- [WHAT IS ASKED]: Update the records below by changing every "SHOULD" to "MUST" and keeping all other text the same.

- [Object pointing dataset rows]:
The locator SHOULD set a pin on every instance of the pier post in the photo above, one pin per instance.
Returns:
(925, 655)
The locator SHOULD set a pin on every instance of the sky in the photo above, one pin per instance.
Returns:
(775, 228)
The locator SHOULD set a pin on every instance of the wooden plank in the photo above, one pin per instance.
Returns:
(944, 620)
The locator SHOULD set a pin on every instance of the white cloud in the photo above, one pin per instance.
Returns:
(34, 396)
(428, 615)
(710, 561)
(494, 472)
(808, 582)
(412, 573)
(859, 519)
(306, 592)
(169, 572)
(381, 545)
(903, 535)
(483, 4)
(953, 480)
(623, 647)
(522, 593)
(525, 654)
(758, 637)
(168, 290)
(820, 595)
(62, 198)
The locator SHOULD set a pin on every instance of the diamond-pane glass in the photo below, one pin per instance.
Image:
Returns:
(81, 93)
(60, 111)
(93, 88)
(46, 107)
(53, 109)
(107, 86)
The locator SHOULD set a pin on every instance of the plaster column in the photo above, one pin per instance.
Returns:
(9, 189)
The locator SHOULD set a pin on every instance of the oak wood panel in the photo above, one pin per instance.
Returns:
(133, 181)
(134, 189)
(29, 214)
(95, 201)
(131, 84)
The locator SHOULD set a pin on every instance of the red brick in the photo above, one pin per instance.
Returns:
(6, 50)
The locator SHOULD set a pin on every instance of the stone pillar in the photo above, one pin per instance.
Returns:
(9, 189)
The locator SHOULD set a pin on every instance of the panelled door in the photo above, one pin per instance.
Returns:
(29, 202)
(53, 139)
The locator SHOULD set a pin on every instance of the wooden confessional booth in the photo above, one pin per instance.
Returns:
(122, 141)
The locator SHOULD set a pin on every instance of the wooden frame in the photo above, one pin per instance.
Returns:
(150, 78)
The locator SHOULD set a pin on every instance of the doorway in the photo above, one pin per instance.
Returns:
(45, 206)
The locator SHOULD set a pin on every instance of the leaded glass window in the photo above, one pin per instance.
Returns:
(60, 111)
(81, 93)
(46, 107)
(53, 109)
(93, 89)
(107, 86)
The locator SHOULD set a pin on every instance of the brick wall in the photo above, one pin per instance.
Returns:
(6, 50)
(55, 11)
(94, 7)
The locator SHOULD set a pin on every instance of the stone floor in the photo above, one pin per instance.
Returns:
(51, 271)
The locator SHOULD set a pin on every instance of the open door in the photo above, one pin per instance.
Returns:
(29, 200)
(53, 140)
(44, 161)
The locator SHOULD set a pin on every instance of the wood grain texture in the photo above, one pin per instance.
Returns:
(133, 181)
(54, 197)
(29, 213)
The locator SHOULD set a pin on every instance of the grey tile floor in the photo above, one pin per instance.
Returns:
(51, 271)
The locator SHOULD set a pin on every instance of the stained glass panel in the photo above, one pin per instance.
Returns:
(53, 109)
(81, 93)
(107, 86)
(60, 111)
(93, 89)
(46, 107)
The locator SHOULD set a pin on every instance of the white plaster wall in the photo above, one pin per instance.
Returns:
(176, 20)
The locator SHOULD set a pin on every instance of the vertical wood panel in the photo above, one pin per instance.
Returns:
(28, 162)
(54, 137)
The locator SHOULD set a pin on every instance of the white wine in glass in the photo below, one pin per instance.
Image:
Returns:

- [REPLY TO THE EXERCISE]:
The locator MUST set a pin on every instance of the pier post in the photo above, one pin per instance.
Returns:
(925, 655)
The locator MUST set a pin on every instance of the sky in the photo above, one pin per instance.
Returns:
(775, 228)
The locator MUST set a pin on every instance of the wooden plank in the photo above, one pin per instance.
Returns:
(944, 620)
The locator MUST set a pin on every instance of the white cloud in the photo above, one pin per instance.
Returns:
(34, 396)
(428, 615)
(710, 561)
(494, 472)
(808, 582)
(412, 573)
(859, 519)
(306, 592)
(169, 572)
(381, 545)
(903, 535)
(483, 4)
(953, 480)
(623, 647)
(522, 593)
(525, 654)
(758, 637)
(168, 290)
(820, 595)
(62, 198)
The locator MUST set a pin on every instance of the diamond-pane glass in the photo below, one pin per instance.
Image:
Returns:
(81, 93)
(60, 111)
(93, 88)
(46, 107)
(53, 109)
(107, 86)
The locator MUST set a pin on every instance of the plaster column in the photo above, one pin per instance.
Returns:
(9, 189)
The locator MUST set a pin on every instance of the oak wood panel in the photo above, one pin per instance.
Returns:
(133, 181)
(134, 189)
(29, 214)
(95, 201)
(131, 84)
The locator MUST set a pin on every instance of the red brick in the photo above, one pin per instance.
Returns:
(6, 50)
The locator MUST set a pin on every instance of the stone pillar in the photo above, one pin per instance.
Returns:
(9, 189)
The locator MUST set a pin on every instance of the panelled door in the photo above, one pin per instance.
Returns:
(29, 202)
(53, 139)
The locator MUST set a pin on every instance of the wooden confessional booth in the photo above, one pin per instance.
Returns:
(122, 141)
The locator MUST set a pin on every instance of the wooden frame in the photo above, one pin per instance.
Returns:
(150, 78)
The locator MUST set a pin on every instance of the doorway in the photo above, one pin per instance.
Returns:
(45, 206)
The locator MUST set a pin on every instance of the leaded glass window in the photo above, one pin per instance.
Returns:
(60, 111)
(81, 93)
(46, 107)
(53, 109)
(93, 89)
(107, 86)
The locator MUST set a pin on every instance of the brick wall in the photo above, one pin per instance.
Returns:
(6, 50)
(55, 11)
(94, 7)
The locator MUST set a pin on every instance of the stone floor in the photo above, one pin per instance.
Returns:
(51, 271)
The locator MUST set a pin on every instance of the open door in the photo above, one pin per instance.
Returns:
(29, 200)
(53, 140)
(44, 161)
The locator MUST set a pin on every instance of the wood grain texture in the photo above, one pin per instance.
Returns:
(133, 181)
(54, 197)
(29, 213)
The locator MUST set a pin on every instance of the grey tile floor in the photo above, one pin per instance.
Returns:
(51, 271)
The locator MUST set a pin on every instance of the stained glass panel in the photo above, one pin per instance.
Returns:
(53, 109)
(81, 93)
(107, 86)
(60, 111)
(93, 89)
(46, 107)
The locator MUST set a pin on every instance of the white plaster wall in the photo above, one pin per instance.
Returns:
(176, 20)
The locator MUST set a pin on every instance of the vertical wood panel in the photo above, one pin per instance.
Returns:
(28, 162)
(54, 137)
The locator MUST set a pin on every instance of the white wine in glass in the photo below, one pin per instance.
Image:
Returns:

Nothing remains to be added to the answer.